(Location identification items)
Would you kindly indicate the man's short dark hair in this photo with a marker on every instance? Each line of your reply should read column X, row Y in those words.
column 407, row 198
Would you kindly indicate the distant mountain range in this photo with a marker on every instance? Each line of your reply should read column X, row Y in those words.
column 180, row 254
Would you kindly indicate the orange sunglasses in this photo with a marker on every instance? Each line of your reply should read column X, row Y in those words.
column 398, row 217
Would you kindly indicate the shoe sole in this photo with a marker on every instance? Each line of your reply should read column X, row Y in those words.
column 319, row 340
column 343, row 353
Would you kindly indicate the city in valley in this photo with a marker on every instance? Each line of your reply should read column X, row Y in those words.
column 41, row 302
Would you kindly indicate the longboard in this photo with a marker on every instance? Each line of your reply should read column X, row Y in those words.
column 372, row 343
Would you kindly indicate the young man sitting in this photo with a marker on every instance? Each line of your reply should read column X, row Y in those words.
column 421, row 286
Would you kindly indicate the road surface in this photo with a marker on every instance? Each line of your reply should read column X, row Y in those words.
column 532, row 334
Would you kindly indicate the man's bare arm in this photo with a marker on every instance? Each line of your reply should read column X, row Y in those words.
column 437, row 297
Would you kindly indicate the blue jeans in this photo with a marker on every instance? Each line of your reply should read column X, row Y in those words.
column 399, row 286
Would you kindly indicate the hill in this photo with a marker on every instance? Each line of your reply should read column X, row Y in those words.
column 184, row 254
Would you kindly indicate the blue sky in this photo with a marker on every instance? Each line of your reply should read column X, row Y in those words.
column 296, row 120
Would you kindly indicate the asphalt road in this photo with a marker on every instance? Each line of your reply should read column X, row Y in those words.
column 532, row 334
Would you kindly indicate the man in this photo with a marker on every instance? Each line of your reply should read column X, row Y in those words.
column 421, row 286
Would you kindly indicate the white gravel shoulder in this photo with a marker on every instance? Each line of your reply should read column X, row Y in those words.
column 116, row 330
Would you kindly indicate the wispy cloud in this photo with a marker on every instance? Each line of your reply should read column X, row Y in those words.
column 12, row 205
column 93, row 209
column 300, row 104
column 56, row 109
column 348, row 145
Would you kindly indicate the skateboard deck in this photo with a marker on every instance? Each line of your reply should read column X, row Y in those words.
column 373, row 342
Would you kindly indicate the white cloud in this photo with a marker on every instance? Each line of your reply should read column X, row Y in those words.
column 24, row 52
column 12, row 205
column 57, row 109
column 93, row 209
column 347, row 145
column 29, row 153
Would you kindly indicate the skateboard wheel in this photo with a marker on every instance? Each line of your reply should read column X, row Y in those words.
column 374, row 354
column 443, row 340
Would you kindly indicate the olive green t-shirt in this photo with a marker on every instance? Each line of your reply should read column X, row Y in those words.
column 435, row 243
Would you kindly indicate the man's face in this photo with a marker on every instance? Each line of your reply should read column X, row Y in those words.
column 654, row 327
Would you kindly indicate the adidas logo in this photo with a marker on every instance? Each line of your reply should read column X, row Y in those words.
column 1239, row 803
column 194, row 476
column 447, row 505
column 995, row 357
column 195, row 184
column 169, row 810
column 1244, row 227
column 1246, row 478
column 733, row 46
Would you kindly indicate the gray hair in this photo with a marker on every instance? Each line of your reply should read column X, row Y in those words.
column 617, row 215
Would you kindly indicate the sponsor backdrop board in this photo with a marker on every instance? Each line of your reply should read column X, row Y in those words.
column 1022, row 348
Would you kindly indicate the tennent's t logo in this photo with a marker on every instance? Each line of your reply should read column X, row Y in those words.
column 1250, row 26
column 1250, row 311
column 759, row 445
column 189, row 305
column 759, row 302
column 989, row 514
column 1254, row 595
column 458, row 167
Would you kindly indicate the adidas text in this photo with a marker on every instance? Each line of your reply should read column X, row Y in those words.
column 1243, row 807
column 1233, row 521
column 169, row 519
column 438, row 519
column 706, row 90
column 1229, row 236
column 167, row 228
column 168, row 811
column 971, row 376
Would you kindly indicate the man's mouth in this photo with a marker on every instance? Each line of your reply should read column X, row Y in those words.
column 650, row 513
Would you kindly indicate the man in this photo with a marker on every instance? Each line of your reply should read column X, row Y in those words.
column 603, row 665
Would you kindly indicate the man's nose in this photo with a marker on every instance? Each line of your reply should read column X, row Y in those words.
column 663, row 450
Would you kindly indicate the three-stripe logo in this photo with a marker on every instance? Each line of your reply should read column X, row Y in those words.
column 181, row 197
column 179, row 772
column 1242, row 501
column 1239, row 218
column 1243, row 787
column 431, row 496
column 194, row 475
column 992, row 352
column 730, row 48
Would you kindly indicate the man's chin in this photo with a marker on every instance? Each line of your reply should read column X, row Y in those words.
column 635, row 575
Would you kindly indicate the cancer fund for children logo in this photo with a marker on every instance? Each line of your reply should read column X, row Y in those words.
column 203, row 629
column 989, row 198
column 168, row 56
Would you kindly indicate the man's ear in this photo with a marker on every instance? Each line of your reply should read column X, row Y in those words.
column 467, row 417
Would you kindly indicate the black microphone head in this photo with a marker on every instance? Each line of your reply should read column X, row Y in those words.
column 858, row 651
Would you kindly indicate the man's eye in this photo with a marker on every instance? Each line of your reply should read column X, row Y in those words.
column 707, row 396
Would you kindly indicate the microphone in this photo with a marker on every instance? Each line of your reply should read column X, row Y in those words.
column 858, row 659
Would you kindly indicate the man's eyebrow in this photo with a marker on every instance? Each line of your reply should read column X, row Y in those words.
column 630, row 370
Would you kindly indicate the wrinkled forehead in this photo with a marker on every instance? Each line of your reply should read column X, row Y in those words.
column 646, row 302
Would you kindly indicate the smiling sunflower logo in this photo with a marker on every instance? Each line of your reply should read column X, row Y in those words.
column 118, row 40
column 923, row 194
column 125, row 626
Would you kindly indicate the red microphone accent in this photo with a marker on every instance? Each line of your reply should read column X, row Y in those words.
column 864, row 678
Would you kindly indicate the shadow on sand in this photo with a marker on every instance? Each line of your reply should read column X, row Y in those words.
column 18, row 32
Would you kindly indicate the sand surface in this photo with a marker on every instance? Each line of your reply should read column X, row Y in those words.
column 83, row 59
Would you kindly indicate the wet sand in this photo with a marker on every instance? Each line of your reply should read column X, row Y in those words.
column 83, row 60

*PROMPT*.
Copy the lines of the items exactly, beginning at the line that contains "Would you kindly indicate the orange" and stopping after the line that contains "column 372, row 343".

*SOLUTION FOR THIS PROBLEM*.
Would you kindly indicate the orange sunglasses in this photo with a marker on every instance? Each line of your reply should read column X, row Y in those words.
column 398, row 217
Would you kindly indicate the shoe sole in this photo with a marker on every instance? Each line of your reply should read column X, row Y in those words.
column 319, row 340
column 343, row 353
Would you kindly indicate the city in valley in this photo with a marker on every instance? Each line of your reply should read column X, row Y in those words.
column 41, row 302
Would you kindly indicate the longboard in this photo with a marker on every instance? Each line of your reply should read column X, row Y in those words.
column 372, row 343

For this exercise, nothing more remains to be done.